1. Was bedeutet für Sie Glaube?

Glaube sehe ich erstmal für einen selbst, als wunderbares Mittel, sich besonders in einer schwierigen Zeit Halt zu geben.

2. Was würde Ihnen ohne den Glauben fehlen?

Ich bin davon überzeugt, dass ohne die Religionen und ihre ethischen Richtlinien die Welt sehr viel ärmer wäre und die Menschheit noch kriegerischer, ungerechter und egoistischer wäre, als sie jetzt schon ist.

3. Wie haben Sie Ihren Glauben „gelernt“?

Ich bin nicht zu religiös, aber das, wie ich bin, habe ich von meinen Eltern, besonders aber durch das Leben selbst, gelernt.

4. Welche(s) religiöse Fest / Ritual / Tradition ist Ihnen am wichtigsten geworden? Warum?

Es ist der Beginn des Schabbats, am Freitagabend. Seit jeher war am Freitagabend die Familie versammelt. Dies hat mich schon als Kind sehr beeindruckt. Ich habe es geliebt, wenn wir zusammensaßen, mein Vater die Segenssprüche über Wein und Brot gesprochen hat und wir bei einem festlichen Mahl gemeinsam Lieder gesungen haben. Diese Tradition habe ich bis heute beibehalten.

5. Gibt es einen Satz aus den Heiligen Schriften / einen Liedvers, der Sie besonders begleitet hat? Erzählen Sie mal.

Im Alten Testament, im Buch Tobit im Kapitel 4, ich glaube Vers 16, steht: „Was du verabscheust, tu keinem anderen an.“ So ähnlich hat es auch das Neue Testament übernommen.

6. Gibt es ein besonderes Erinnerungsstück, einen Gegenstand oder ein Schmuckstück oder Ähnliches, das Ihren Glauben zeigt? (Könnten Sie davon eventuell ein Bild machen und etwas dazu schreiben?)

Es sind meine Gebetsriemen, die ich früher nie angelegt hatte. Als meine erste Frau mal sehr krank war, machte ich eine Art Gelübde vor G’tt. Ich bat ihn, meine Frau gesund werden zu lassen und versprach dann, jeden Tag meine Gebetsriemen anzulegen und das entsprechende Gebet zu sagen. Er hat meine Bitte erhört und ich habe mich danach bis zum heutigen Tag an unsere „Vereinbarung“ gehalten.

7. Wann ist Ihnen der Ewige besonders nah?

In der Natur.

8. Ist Ihnen das Gebet wichtig? Haben Sie da einen festen Ablauf oder ist das ganz frei?

Ja, ist es; jeden Morgen beim Anlegen der Gebetsriemen, aber auch wenn ich ein besonderes Anliegen habe.

9. Welche Rolle spielt der Glaube in Ihrem Alltag? Wie zeigt er sich?

Er muss sich nicht zeigen. Er schwebt einfach über einem.

10. Wann hatten Sie an Ihrem Glauben besonders zu knabbern gehabt?

Immer wenn ich an den Holocaust denke. Da frage ich immer: Lieber G’tt, wo warst du da, warum hast du das zugelassen?

|---|

• **Kurze Aufgabe**
Welche religiöse Tradition ist der befragten Person im Interview zum Glauben am wichtigsten geworden?

• **Zeilen zum Zeigen auf Objekte in Fotos**
|---|

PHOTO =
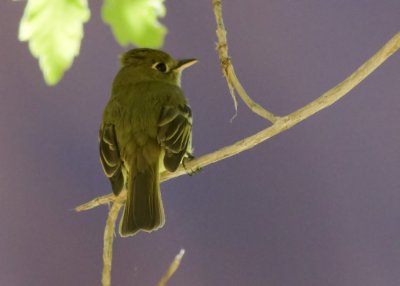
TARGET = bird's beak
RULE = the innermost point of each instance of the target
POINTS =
(183, 64)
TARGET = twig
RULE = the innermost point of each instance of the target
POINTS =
(172, 268)
(109, 237)
(284, 123)
(280, 124)
(229, 72)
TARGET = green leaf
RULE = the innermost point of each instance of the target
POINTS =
(136, 21)
(54, 29)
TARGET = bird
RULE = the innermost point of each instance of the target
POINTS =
(146, 128)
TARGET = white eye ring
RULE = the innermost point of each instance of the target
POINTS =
(162, 67)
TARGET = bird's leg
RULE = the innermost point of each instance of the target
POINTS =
(189, 156)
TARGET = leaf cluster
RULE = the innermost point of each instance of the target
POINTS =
(54, 29)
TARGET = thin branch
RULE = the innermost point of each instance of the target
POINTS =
(109, 237)
(229, 72)
(172, 268)
(282, 124)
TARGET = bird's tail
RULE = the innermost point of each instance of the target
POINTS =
(143, 208)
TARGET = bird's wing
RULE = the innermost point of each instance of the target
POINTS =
(174, 133)
(110, 158)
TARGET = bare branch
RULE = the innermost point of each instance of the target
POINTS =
(282, 124)
(172, 268)
(279, 125)
(109, 237)
(229, 72)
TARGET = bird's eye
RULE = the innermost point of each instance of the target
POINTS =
(161, 67)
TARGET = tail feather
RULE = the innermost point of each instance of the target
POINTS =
(143, 208)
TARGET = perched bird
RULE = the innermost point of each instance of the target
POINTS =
(146, 128)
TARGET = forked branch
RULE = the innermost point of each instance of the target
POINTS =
(279, 125)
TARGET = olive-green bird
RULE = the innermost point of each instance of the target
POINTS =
(146, 128)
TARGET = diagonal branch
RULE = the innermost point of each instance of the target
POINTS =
(282, 124)
(279, 125)
(229, 72)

|---|

• **Vollständige Antwort**
Der Beginn des Schabbats am Freitagabend.